----- RECORD SET

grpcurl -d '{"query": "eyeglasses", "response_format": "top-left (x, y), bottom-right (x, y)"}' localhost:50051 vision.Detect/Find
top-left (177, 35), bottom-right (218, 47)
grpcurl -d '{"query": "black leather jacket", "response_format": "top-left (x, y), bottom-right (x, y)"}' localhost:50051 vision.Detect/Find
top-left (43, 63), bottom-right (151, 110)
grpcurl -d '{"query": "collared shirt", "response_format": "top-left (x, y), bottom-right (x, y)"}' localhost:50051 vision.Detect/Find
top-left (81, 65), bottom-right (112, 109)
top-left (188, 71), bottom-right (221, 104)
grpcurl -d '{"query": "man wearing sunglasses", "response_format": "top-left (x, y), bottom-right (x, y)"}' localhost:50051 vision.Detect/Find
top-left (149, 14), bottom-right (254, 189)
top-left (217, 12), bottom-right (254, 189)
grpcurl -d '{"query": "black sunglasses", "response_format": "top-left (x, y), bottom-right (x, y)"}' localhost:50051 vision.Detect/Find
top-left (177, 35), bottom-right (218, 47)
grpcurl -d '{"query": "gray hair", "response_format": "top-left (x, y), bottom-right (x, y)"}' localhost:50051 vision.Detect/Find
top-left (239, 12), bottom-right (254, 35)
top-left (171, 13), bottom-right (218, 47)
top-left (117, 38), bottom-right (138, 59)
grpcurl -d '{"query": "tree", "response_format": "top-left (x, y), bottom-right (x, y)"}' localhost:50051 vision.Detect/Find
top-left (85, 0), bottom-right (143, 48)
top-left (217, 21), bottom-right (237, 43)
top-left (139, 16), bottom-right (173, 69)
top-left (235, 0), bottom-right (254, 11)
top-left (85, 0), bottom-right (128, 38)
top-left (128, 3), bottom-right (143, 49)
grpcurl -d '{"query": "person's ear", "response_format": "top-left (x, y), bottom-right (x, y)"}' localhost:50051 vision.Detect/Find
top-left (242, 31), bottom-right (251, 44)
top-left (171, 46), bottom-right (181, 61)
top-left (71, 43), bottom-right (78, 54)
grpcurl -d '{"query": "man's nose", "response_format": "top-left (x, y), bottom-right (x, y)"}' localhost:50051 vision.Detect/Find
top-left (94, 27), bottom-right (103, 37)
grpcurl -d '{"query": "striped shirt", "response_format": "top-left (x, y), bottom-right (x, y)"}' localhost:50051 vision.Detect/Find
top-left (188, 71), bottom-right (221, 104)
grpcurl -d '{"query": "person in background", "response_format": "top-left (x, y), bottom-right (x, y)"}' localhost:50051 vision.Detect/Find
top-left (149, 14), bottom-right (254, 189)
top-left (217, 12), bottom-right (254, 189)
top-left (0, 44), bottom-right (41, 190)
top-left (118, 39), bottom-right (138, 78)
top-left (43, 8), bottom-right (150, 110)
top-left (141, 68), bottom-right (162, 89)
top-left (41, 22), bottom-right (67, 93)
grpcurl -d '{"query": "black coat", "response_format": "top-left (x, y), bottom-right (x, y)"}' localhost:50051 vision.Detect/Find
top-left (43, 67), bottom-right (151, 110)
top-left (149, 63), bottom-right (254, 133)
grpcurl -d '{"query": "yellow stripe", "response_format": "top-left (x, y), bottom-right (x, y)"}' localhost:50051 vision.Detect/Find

----------

--- YOUR GOAL ---
Turn every line of the data above into a Markdown table with the columns "Row" and "Entry", numbering each line under "Row" and giving the line itself under "Entry". Leave out blank lines.

--- OUTPUT OF THE TASK ---
| Row | Entry |
|---|---|
| 1 | grpcurl -d '{"query": "eyeglasses", "response_format": "top-left (x, y), bottom-right (x, y)"}' localhost:50051 vision.Detect/Find |
| 2 | top-left (177, 35), bottom-right (218, 47) |
| 3 | grpcurl -d '{"query": "black leather jacket", "response_format": "top-left (x, y), bottom-right (x, y)"}' localhost:50051 vision.Detect/Find |
| 4 | top-left (43, 63), bottom-right (151, 110) |
| 5 | grpcurl -d '{"query": "collared shirt", "response_format": "top-left (x, y), bottom-right (x, y)"}' localhost:50051 vision.Detect/Find |
| 6 | top-left (81, 65), bottom-right (112, 109) |
| 7 | top-left (188, 71), bottom-right (221, 104) |
| 8 | grpcurl -d '{"query": "man wearing sunglasses", "response_format": "top-left (x, y), bottom-right (x, y)"}' localhost:50051 vision.Detect/Find |
| 9 | top-left (149, 14), bottom-right (254, 189) |
| 10 | top-left (217, 12), bottom-right (254, 189) |
| 11 | grpcurl -d '{"query": "black sunglasses", "response_format": "top-left (x, y), bottom-right (x, y)"}' localhost:50051 vision.Detect/Find |
| 12 | top-left (177, 35), bottom-right (218, 47) |
| 13 | grpcurl -d '{"query": "gray hair", "response_format": "top-left (x, y), bottom-right (x, y)"}' localhost:50051 vision.Detect/Find |
| 14 | top-left (239, 12), bottom-right (254, 35) |
| 15 | top-left (171, 13), bottom-right (218, 47) |
| 16 | top-left (117, 38), bottom-right (138, 59) |
| 17 | grpcurl -d '{"query": "tree", "response_format": "top-left (x, y), bottom-right (x, y)"}' localhost:50051 vision.Detect/Find |
| 18 | top-left (85, 0), bottom-right (143, 48) |
| 19 | top-left (217, 21), bottom-right (237, 43) |
| 20 | top-left (139, 16), bottom-right (173, 69) |
| 21 | top-left (235, 0), bottom-right (254, 11) |
| 22 | top-left (85, 0), bottom-right (128, 38) |
| 23 | top-left (128, 3), bottom-right (143, 49) |
| 24 | grpcurl -d '{"query": "person's ear", "response_format": "top-left (x, y), bottom-right (x, y)"}' localhost:50051 vision.Detect/Find |
| 25 | top-left (242, 31), bottom-right (251, 44) |
| 26 | top-left (171, 46), bottom-right (181, 61) |
| 27 | top-left (71, 43), bottom-right (78, 54) |
| 28 | grpcurl -d '{"query": "man's nose", "response_format": "top-left (x, y), bottom-right (x, y)"}' localhost:50051 vision.Detect/Find |
| 29 | top-left (94, 27), bottom-right (103, 37) |
| 30 | grpcurl -d '{"query": "striped shirt", "response_format": "top-left (x, y), bottom-right (x, y)"}' localhost:50051 vision.Detect/Find |
| 31 | top-left (188, 71), bottom-right (221, 104) |
| 32 | grpcurl -d '{"query": "person in background", "response_format": "top-left (x, y), bottom-right (x, y)"}' localhost:50051 vision.Detect/Find |
| 33 | top-left (149, 14), bottom-right (254, 189) |
| 34 | top-left (217, 12), bottom-right (254, 189) |
| 35 | top-left (0, 44), bottom-right (41, 190) |
| 36 | top-left (118, 39), bottom-right (138, 78) |
| 37 | top-left (43, 8), bottom-right (150, 110) |
| 38 | top-left (141, 68), bottom-right (162, 89) |
| 39 | top-left (41, 22), bottom-right (67, 93) |
| 40 | grpcurl -d '{"query": "black coat", "response_format": "top-left (x, y), bottom-right (x, y)"}' localhost:50051 vision.Detect/Find |
| 41 | top-left (43, 67), bottom-right (151, 110) |
| 42 | top-left (149, 63), bottom-right (254, 133) |
| 43 | grpcurl -d '{"query": "yellow stripe", "response_format": "top-left (x, y), bottom-right (x, y)"}' localhost:50051 vision.Detect/Find |